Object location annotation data

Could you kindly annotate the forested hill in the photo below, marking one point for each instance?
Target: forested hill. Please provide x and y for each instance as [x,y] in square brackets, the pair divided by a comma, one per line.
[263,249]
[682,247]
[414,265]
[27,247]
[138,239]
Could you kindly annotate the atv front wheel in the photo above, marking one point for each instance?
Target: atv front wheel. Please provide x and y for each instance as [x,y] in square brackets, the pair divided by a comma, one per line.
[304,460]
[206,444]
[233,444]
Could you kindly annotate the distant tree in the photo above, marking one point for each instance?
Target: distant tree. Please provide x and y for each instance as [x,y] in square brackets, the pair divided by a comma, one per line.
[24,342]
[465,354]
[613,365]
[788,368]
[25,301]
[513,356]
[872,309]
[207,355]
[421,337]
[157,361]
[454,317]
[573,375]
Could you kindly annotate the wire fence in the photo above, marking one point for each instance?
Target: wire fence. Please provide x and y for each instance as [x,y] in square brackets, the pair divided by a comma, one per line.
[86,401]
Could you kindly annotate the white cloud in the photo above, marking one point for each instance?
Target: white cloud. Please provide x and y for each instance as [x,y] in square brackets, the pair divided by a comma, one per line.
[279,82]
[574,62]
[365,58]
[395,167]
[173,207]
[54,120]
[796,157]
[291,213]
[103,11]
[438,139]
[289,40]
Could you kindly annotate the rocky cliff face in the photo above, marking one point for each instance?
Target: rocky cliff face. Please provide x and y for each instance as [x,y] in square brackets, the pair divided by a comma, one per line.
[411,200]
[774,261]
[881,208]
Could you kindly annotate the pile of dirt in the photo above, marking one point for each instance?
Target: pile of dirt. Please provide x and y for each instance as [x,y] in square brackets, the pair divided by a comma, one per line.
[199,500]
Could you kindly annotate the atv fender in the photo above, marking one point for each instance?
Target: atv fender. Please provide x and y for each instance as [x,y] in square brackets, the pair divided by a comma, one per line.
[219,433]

*Exercise*.
Return exactly the lines from the one containing "Could you kindly annotate the atv front" through the last line of the records above, both included, and nothing else.

*Task response*.
Could you kindly annotate the atv front wheel in the photo above, marking one point for each instance?
Target: atv front wheel. Please provide x and y for each instance as [x,y] in square brackets, the pair divided by a comma, one per line.
[304,460]
[206,444]
[233,444]
Could you kindly annotate the distant tree in the photo above, marking one point for each instance?
Target: distant tree. Please provide x and y for each instance as [x,y] in square brackets, the pair divided by a comma, one per line.
[24,342]
[465,354]
[613,365]
[788,368]
[25,301]
[513,356]
[872,309]
[207,355]
[421,337]
[157,361]
[454,317]
[573,375]
Could you kindly annotate the wire fence in the photo above, marking one point for each instance?
Target: wire fence. Please provide x and y for each instance as [x,y] in square brackets, the pair divided by a comma, one per line.
[86,401]
Could you kindly annotate the white cloud in the photo above, marking one point for each instance?
Target: white cloud. Please provide x and y for each instance as [x,y] in square brackets, the pair divided by a comma, one per line.
[279,82]
[574,62]
[365,58]
[395,167]
[173,207]
[54,120]
[796,157]
[291,213]
[103,11]
[438,139]
[289,40]
Could you kindly annotate the rocky cliff face in the photo above, marking one point for each instance?
Target: rocky cliff face. Please provide x and y for each instance as [x,y] in square brackets, the pair divided by a comma, one per line.
[411,200]
[774,261]
[881,208]
Could you kindly annotate the pile of dirt in the photo above, marking one point for each instance?
Target: pile of dirt. Please provide x and y for each instance as [x,y] in square brackets, the pair divided by a comma, one per line.
[199,500]
Could you kindly annotate the atv fender in the photo above, marking one point for each instance?
Target: atv fender. Please provide x and y for each instance as [x,y] in square brackets, the pair divided by a comma, one per line.
[219,433]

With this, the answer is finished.